Zu erledigen: Schreiben Sie aus dem nachstehenden Redeauszug zum Bahnverkehr den Abschnitt wortgetreu nieder, der mit „Wir kriegen allerdings“ beginnt und sich bis einschließlich „Diskussionen und Probleme.“ fortsetzt.

Das ist im Moment ein Trend, den wir als GRÜNE versuchen zu stoppen, und ich denke, da gibt es auch andere Parteien hier im Landtag. Diesen Trend wollen wir stoppen und umkehren. Wir möchten gern, dass es wieder eine Bahnoffensive gibt und wir mehr Bahnverkehr statt weniger in Mecklenburg-Vorpommern bekommen.

(Beifall vonseiten der Fraktionen DIE LINKE und BÜNDNIS 90/DIE GRÜNEN)

Wir kriegen allerdings Druck von allen Seiten. Das ist zuzugeben. Das eine sind die Regionalisierungsmittel, wo es zwar jetzt noch mal einen erheblichen Mittelaufwuchs gegeben hat, aber es wird noch im Hintergrund gerechnet, glaube ich. Ob wir am Ende wenigstens das Gleiche bekommen wie in den letzten Jahren, ist noch nicht endgültig klar.

(Zuruf von Wolf-Dieter Ringguth, CDU)

Mindestens beim Mittelaufwuchs gibt es offensichtlich noch schwere Diskussionen und Probleme.

(Jochen Schulte, SPD: Lies dein Gutachten, dann weißt du, dass es auf Dauer weniger wird!)

Es wird unter Umständen etwas weniger, das ist richtig, aber umso mehr steht ja die Frage: Müssen wir das sozusagen als Landespolitik so hinnehmen und entsprechend den Bahnverkehr zurückfahren oder lohnt es sich dagegenzusteuern?

Datenabschnitt:
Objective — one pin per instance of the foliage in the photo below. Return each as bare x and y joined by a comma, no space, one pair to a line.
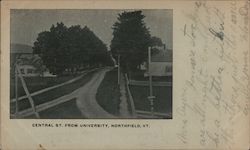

Antwort folgt:
Wir kriegen allerdings Druck von allen Seiten. Das ist zuzugeben. Das eine sind die Regionalisierungsmittel, wo es zwar jetzt noch mal einen erheblichen Mittelaufwuchs gegeben hat, aber es wird noch im Hintergrund gerechnet, glaube ich. Ob wir am Ende wenigstens das Gleiche bekommen wie in den letzten Jahren, ist noch nicht endgültig klar.

(Zuruf von Wolf-Dieter Ringguth, CDU)

Mindestens beim Mittelaufwuchs gibt es offensichtlich noch schwere Diskussionen und Probleme.